== EXERCISE ==
Copy the rows below word for word, leaving out the pictures.

== DATA SHOWN ==
•••

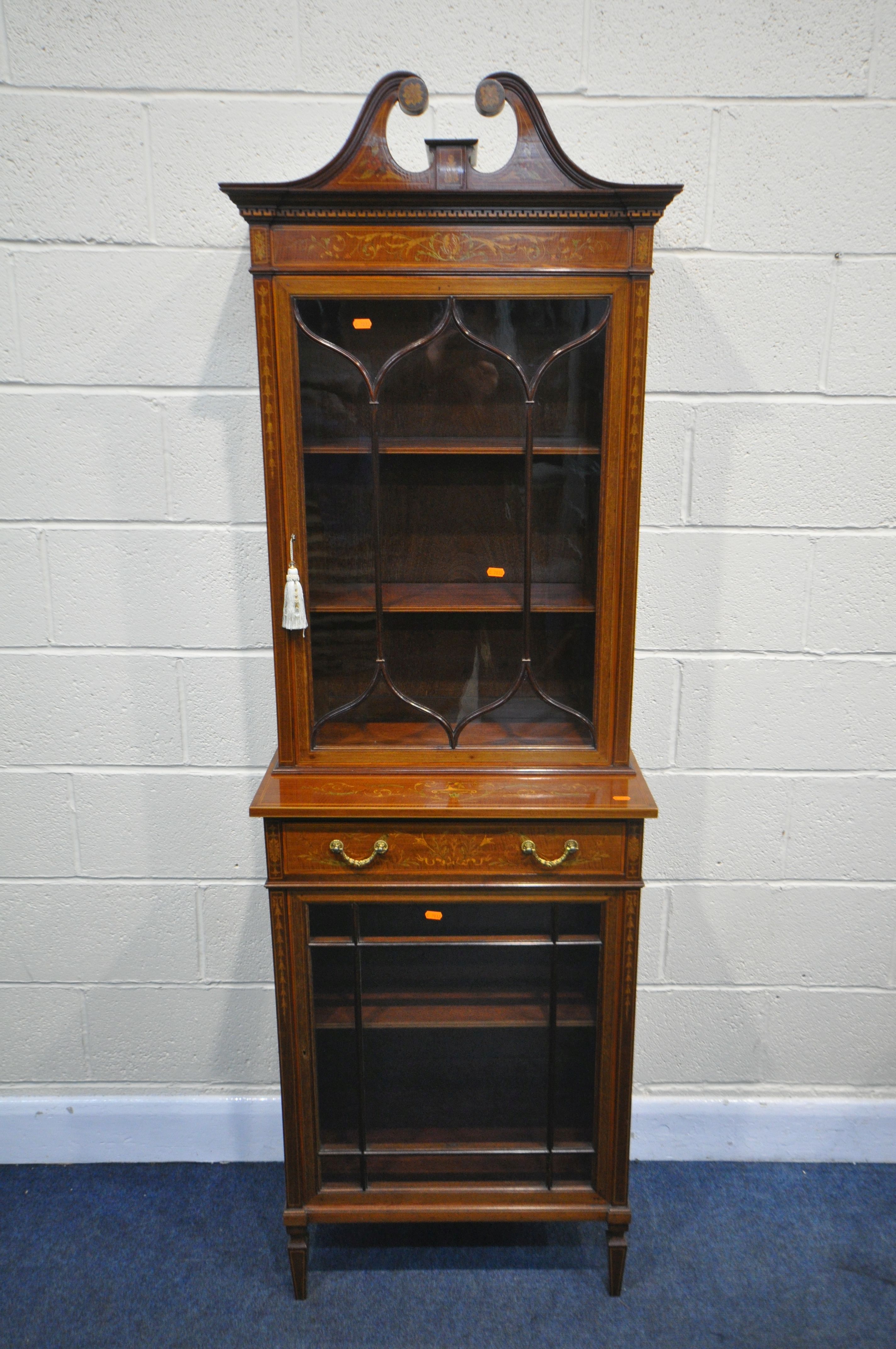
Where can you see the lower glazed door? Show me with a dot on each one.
(455, 1042)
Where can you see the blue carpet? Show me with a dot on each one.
(740, 1255)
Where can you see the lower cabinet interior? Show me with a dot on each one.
(456, 1043)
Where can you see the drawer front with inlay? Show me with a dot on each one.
(372, 853)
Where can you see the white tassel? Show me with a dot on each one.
(295, 616)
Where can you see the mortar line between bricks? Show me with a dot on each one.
(14, 315)
(666, 925)
(745, 396)
(46, 583)
(86, 1033)
(92, 985)
(181, 883)
(34, 389)
(585, 67)
(264, 987)
(181, 705)
(141, 527)
(148, 171)
(154, 247)
(687, 470)
(828, 334)
(675, 715)
(720, 653)
(808, 601)
(200, 933)
(785, 1089)
(716, 116)
(875, 48)
(192, 652)
(356, 98)
(73, 809)
(744, 1090)
(297, 40)
(125, 1089)
(249, 771)
(166, 463)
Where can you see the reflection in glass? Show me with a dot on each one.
(531, 331)
(451, 390)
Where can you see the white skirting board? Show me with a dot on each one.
(216, 1128)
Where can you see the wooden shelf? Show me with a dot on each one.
(454, 447)
(462, 598)
(451, 1011)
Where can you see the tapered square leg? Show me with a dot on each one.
(299, 1261)
(617, 1251)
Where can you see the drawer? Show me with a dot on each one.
(303, 850)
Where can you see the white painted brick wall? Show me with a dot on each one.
(136, 675)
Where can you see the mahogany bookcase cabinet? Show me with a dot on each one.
(453, 385)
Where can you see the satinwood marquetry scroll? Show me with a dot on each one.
(513, 841)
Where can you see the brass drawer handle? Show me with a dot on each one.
(568, 848)
(339, 849)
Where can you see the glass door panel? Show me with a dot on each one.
(453, 461)
(456, 1043)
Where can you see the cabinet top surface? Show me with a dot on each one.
(463, 795)
(539, 181)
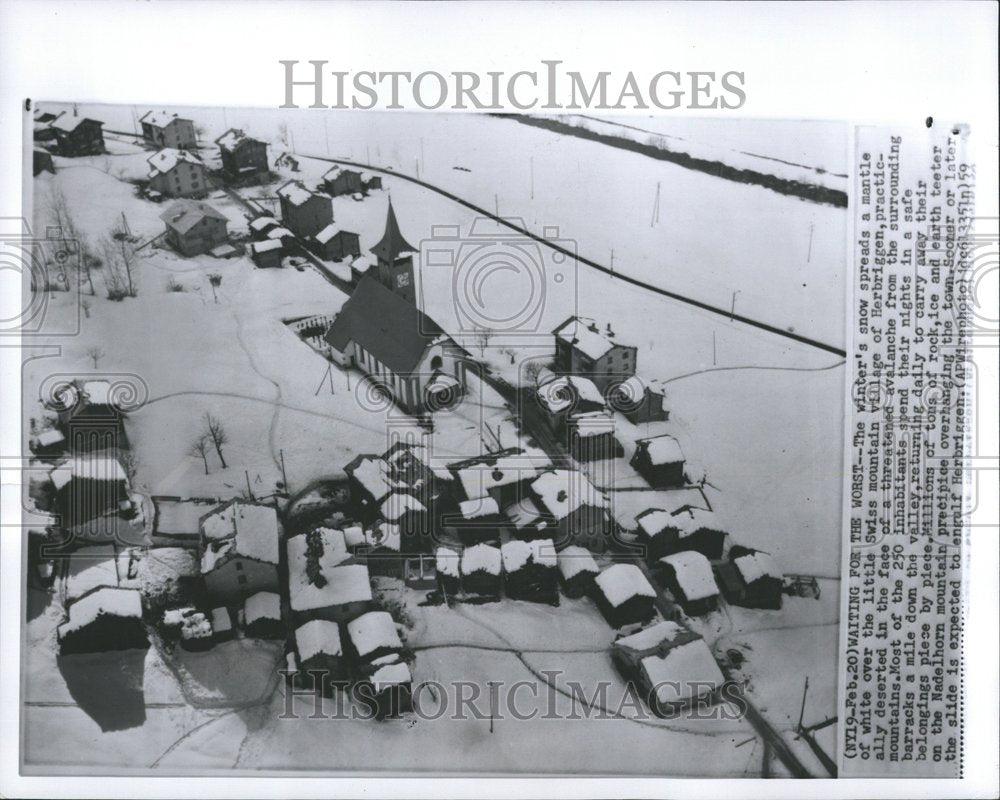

•••

== WORKED ANSWER ==
Where can you see the lower glazed door? Show me with a dot on each one.
(455, 1042)
Where can you see the blue carpet? Show me with a dot on each one.
(740, 1255)
Where can you see the lower cabinet interior? Show me with a dot on each one.
(456, 1043)
Where can you see the drawer front with inlay? Show me with a dot on each one.
(372, 853)
Where can you see the white tassel? Show me with a dot on each one.
(295, 616)
Where can you see the mortar line between bricks? Show me with a dot on each one.
(14, 315)
(666, 925)
(745, 396)
(46, 583)
(86, 1033)
(92, 985)
(181, 883)
(34, 389)
(585, 67)
(264, 987)
(181, 705)
(141, 527)
(148, 171)
(154, 247)
(687, 470)
(828, 334)
(675, 715)
(720, 653)
(808, 601)
(200, 933)
(785, 1089)
(716, 116)
(875, 48)
(192, 652)
(356, 98)
(73, 809)
(744, 1090)
(297, 40)
(125, 1089)
(249, 771)
(166, 463)
Where can you see the reflection in glass? Show me with a dot on each one.
(531, 331)
(451, 390)
Where can you see the white skirting board? Show me with a dot on each one.
(216, 1128)
Where can you see the wooden shelf? Show me with a dot on each one.
(454, 447)
(462, 598)
(451, 1011)
Where can you see the tapered square leg? Show me with a dot on each one.
(299, 1261)
(617, 1251)
Where can you see the drawer? Show me with a dot on each one.
(303, 850)
Where can you see the white painted brick wall? Show me with a dot on each one.
(136, 675)
Where can you see the mahogany bookcase cabinet? Show me with a dot on each one.
(453, 385)
Where can you see the satinwood marquetry scroll? Show me with a dot on each one.
(513, 841)
Where can you see the brass drawer handle? Show me with a dot on each one.
(568, 848)
(339, 849)
Where can you see the glass door panel? Show me with a dot on each one.
(453, 461)
(456, 1043)
Where can you see the cabinet top surface? Show me with a dot on each one.
(463, 795)
(539, 181)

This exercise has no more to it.